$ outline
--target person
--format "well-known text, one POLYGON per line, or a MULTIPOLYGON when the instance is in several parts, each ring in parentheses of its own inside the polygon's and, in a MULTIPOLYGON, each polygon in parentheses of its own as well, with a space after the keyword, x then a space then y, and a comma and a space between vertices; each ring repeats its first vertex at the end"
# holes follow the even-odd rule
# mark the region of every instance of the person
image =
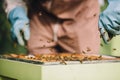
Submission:
POLYGON ((30 54, 98 54, 100 33, 108 39, 102 16, 98 29, 98 0, 4 0, 4 8, 13 40, 22 46, 23 38, 27 40, 30 54))

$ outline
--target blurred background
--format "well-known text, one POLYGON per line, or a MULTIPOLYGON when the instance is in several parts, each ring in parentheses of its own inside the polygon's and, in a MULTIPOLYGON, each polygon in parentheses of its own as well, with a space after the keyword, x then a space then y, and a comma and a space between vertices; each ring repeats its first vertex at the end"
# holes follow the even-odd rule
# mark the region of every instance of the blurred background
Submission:
MULTIPOLYGON (((101 12, 107 7, 107 0, 99 0, 101 5, 101 12)), ((11 40, 10 37, 11 25, 7 20, 6 14, 2 8, 2 0, 0 1, 0 54, 4 53, 16 53, 16 54, 26 54, 27 49, 22 47, 11 40)), ((110 44, 106 45, 101 40, 100 54, 115 55, 120 56, 120 36, 114 37, 110 44)))

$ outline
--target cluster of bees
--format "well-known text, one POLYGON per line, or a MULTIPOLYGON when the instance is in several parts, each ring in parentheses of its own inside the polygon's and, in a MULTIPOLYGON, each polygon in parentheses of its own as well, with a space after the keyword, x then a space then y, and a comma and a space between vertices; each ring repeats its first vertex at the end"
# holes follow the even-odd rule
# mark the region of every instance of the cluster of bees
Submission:
POLYGON ((85 54, 77 54, 77 53, 59 53, 59 54, 39 54, 39 55, 16 55, 9 54, 7 57, 32 60, 32 61, 40 61, 40 62, 60 62, 61 64, 66 64, 66 61, 79 61, 82 63, 83 61, 91 61, 91 60, 101 60, 103 57, 101 55, 85 55, 85 54))

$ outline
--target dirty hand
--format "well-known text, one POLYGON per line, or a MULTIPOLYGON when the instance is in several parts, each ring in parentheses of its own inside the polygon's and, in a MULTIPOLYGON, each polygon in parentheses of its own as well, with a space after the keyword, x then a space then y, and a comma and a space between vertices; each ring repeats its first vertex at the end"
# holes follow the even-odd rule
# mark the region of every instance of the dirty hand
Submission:
POLYGON ((12 24, 12 39, 16 40, 21 46, 24 46, 24 40, 27 41, 30 38, 29 19, 27 18, 25 9, 23 7, 14 8, 10 11, 8 19, 12 24))
POLYGON ((120 34, 120 0, 108 0, 108 3, 99 17, 99 28, 105 43, 120 34))

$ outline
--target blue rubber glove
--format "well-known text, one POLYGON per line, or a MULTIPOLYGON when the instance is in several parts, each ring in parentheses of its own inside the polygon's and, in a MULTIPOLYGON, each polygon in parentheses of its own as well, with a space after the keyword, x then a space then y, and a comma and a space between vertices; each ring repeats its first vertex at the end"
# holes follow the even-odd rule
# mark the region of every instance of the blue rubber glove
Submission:
POLYGON ((105 43, 120 34, 120 0, 108 0, 108 3, 99 18, 99 28, 105 43))
POLYGON ((21 46, 25 45, 25 40, 30 38, 29 19, 23 7, 16 7, 10 11, 8 19, 12 24, 12 39, 17 41, 21 46), (22 32, 22 34, 21 34, 22 32))

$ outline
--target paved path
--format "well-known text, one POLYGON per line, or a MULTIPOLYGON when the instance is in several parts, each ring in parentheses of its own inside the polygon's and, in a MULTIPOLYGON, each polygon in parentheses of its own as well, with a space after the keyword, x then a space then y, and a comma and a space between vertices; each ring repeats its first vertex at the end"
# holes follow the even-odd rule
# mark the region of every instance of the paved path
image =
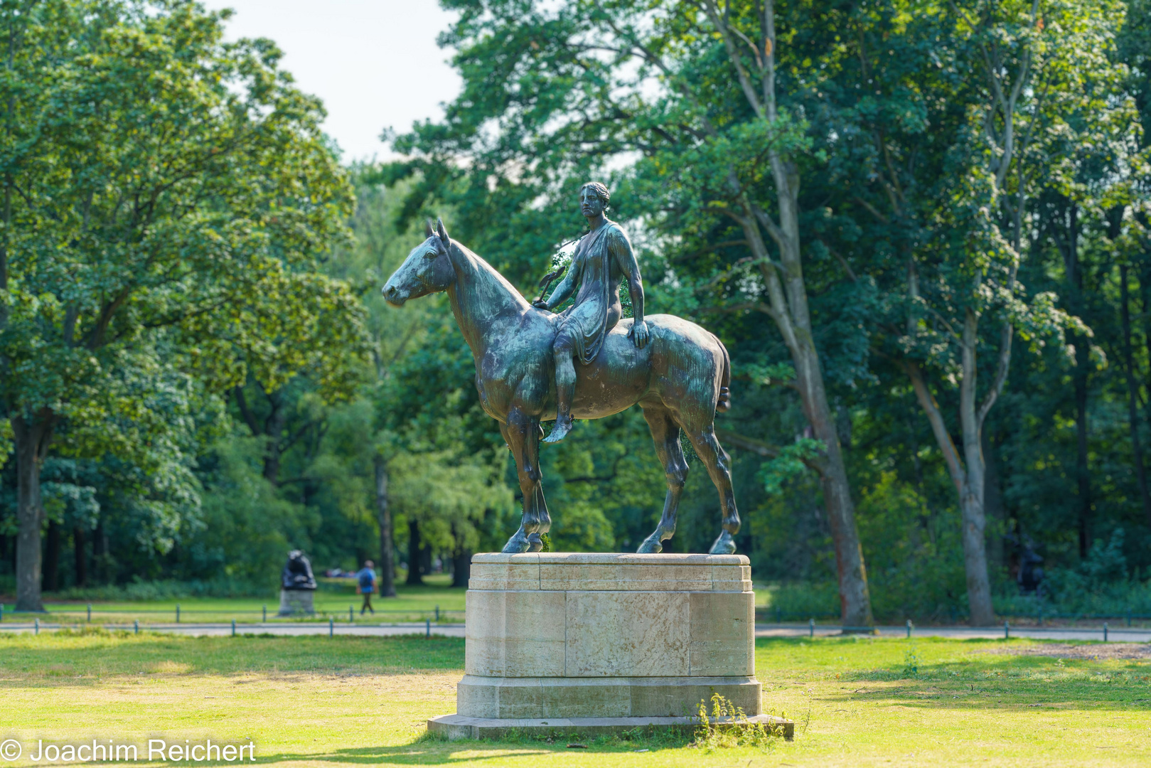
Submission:
MULTIPOLYGON (((20 622, 8 623, 6 619, 0 624, 0 632, 35 632, 36 623, 26 622, 24 617, 20 617, 20 622)), ((40 622, 41 632, 51 632, 58 630, 61 626, 75 626, 74 624, 46 624, 40 622)), ((128 630, 134 631, 132 624, 102 624, 109 630, 128 630)), ((224 636, 231 634, 231 624, 143 624, 140 625, 142 632, 170 632, 173 634, 188 634, 191 637, 204 637, 204 636, 224 636)), ((236 633, 256 633, 256 634, 327 634, 328 632, 333 634, 358 634, 367 637, 383 637, 389 634, 425 634, 430 631, 432 634, 441 634, 443 637, 462 638, 464 637, 464 625, 463 624, 432 624, 430 628, 426 623, 419 624, 371 624, 367 622, 355 622, 349 624, 348 622, 336 622, 331 625, 330 630, 328 624, 320 622, 294 622, 283 624, 236 624, 236 633)))
MULTIPOLYGON (((883 637, 907 637, 907 626, 877 626, 883 637)), ((826 637, 839 634, 840 628, 828 625, 815 625, 815 634, 826 637)), ((807 624, 756 624, 755 637, 757 638, 795 638, 808 637, 811 628, 807 624)), ((1070 626, 1009 626, 1008 634, 1013 638, 1031 638, 1035 640, 1103 640, 1103 625, 1098 628, 1070 628, 1070 626)), ((916 638, 956 638, 975 639, 986 638, 1001 640, 1004 637, 1003 626, 971 628, 971 626, 913 626, 912 637, 916 638)), ((1123 626, 1111 626, 1107 629, 1108 642, 1151 642, 1151 629, 1127 629, 1123 626)))
MULTIPOLYGON (((40 623, 40 631, 51 632, 58 630, 61 626, 73 626, 71 624, 56 624, 56 623, 40 623)), ((109 630, 129 630, 131 631, 134 626, 131 624, 106 624, 109 630)), ((878 633, 883 637, 907 637, 906 626, 879 626, 876 628, 878 633)), ((140 628, 142 631, 152 632, 170 632, 174 634, 188 634, 192 637, 200 636, 224 636, 231 634, 231 624, 146 624, 140 628)), ((36 624, 33 622, 25 621, 24 616, 20 617, 18 622, 5 621, 0 623, 0 632, 35 632, 36 624)), ((326 623, 320 622, 292 622, 292 623, 256 623, 256 624, 236 624, 236 632, 238 634, 244 633, 257 633, 257 634, 327 634, 328 632, 333 634, 355 634, 365 637, 386 637, 394 634, 425 634, 430 632, 432 634, 439 634, 443 637, 462 638, 464 637, 464 625, 463 624, 426 624, 426 623, 411 623, 411 624, 372 624, 369 622, 353 622, 349 624, 348 622, 335 623, 330 626, 326 623)), ((839 634, 840 628, 830 625, 815 625, 815 634, 818 637, 826 637, 832 634, 839 634)), ((1066 626, 1011 626, 1008 633, 1013 638, 1032 638, 1037 640, 1103 640, 1103 626, 1099 628, 1066 628, 1066 626)), ((772 637, 808 637, 811 634, 811 629, 807 624, 756 624, 755 625, 755 637, 757 638, 772 638, 772 637)), ((938 637, 938 638, 956 638, 956 639, 1003 639, 1004 630, 1001 626, 998 628, 970 628, 970 626, 915 626, 912 629, 912 637, 938 637)), ((1108 628, 1107 640, 1111 642, 1151 642, 1151 629, 1126 629, 1126 628, 1108 628)))

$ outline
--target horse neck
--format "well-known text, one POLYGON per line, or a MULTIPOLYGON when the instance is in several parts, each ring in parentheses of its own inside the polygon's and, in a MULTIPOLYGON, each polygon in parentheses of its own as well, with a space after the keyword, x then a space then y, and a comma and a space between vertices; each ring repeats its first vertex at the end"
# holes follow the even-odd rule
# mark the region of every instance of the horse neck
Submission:
POLYGON ((463 245, 452 243, 449 254, 456 271, 456 281, 448 287, 451 311, 472 355, 480 358, 494 340, 519 322, 531 304, 495 267, 463 245))

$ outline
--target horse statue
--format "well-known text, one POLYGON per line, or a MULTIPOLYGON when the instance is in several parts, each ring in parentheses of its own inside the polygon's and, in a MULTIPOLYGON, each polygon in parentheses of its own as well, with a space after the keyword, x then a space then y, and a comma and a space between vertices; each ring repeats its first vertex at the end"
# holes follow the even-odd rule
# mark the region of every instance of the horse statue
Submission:
MULTIPOLYGON (((500 423, 516 459, 524 516, 505 553, 540 552, 540 534, 551 526, 540 484, 541 421, 556 418, 551 349, 559 315, 532 306, 479 256, 453 242, 443 221, 391 275, 382 292, 389 304, 448 291, 451 311, 475 358, 475 388, 483 411, 500 423)), ((640 553, 658 553, 676 532, 687 461, 679 444, 687 435, 719 492, 723 530, 712 554, 735 552, 739 512, 731 488, 730 458, 715 435, 716 411, 727 410, 731 360, 723 343, 694 322, 671 314, 646 318, 650 341, 638 349, 625 318, 607 335, 599 355, 581 368, 572 416, 600 419, 632 405, 643 409, 655 451, 668 478, 663 516, 640 553)))

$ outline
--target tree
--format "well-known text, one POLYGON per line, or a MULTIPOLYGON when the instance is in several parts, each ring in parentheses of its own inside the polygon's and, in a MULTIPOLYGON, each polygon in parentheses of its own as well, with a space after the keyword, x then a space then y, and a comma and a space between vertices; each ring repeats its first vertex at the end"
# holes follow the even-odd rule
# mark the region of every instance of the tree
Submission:
MULTIPOLYGON (((15 310, 0 343, 25 610, 40 609, 39 471, 54 432, 130 412, 140 393, 104 387, 163 328, 177 364, 241 377, 227 352, 258 330, 245 313, 291 317, 314 297, 300 272, 341 235, 350 203, 319 104, 277 71, 270 43, 223 43, 226 14, 185 0, 61 7, 82 22, 79 44, 48 67, 7 192, 26 234, 8 251, 15 310)), ((71 31, 55 23, 45 33, 71 31)), ((7 88, 16 101, 28 83, 7 88)))
MULTIPOLYGON (((672 249, 686 239, 689 248, 679 254, 685 259, 700 241, 706 253, 732 244, 745 249, 747 269, 740 272, 753 273, 756 297, 729 290, 707 309, 757 313, 780 334, 794 390, 820 441, 809 463, 820 473, 831 522, 843 621, 870 625, 851 488, 803 274, 800 182, 817 165, 807 155, 805 121, 786 106, 791 94, 777 93, 778 58, 791 53, 777 50, 772 2, 445 5, 462 12, 442 39, 459 51, 464 92, 443 124, 418 126, 397 140, 398 150, 416 155, 397 169, 421 173, 410 210, 432 190, 448 195, 464 220, 453 230, 483 238, 473 249, 513 268, 539 264, 564 239, 556 226, 564 221, 558 190, 603 169, 612 157, 639 155, 630 191, 649 211, 668 215, 645 216, 633 201, 627 211, 637 221, 666 234, 672 249), (495 135, 483 128, 487 121, 497 127, 495 135), (458 164, 459 157, 467 164, 458 164), (452 185, 456 193, 448 191, 452 185), (505 210, 517 213, 491 215, 505 210), (525 228, 543 237, 525 238, 525 228), (709 242, 727 228, 735 234, 709 242)), ((806 13, 794 9, 791 21, 807 21, 806 13)), ((807 66, 799 55, 787 63, 807 66)), ((721 281, 733 284, 730 271, 725 264, 702 276, 701 292, 721 281)))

______

• YOUR GOAL: Please swap "person" for "human" in everything from the start of the records down to the line containing "POLYGON ((30 54, 98", keeping every other part of those lines unchanged. Leave the pictures out.

• RESULT OF THE EXERCISE:
$ outline
--target human
--format "well-known text, one POLYGON per line, or a MULTIPOLYGON when the instance is in several parts, each ring in parentheses of its own inside the polygon's and, in a MULTIPOLYGON, each polygon in parentheses of its own as well, with a space after the keyword, x then a space then y, and a comma and a space between vertices; each ring repeats its first vertex at the end"
# holes follow the even-odd rule
# mark the region of every instance of the human
image =
Submission:
POLYGON ((30 54, 98 54, 100 33, 108 39, 102 16, 98 29, 98 0, 4 0, 4 8, 13 40, 22 46, 23 38, 27 40, 30 54))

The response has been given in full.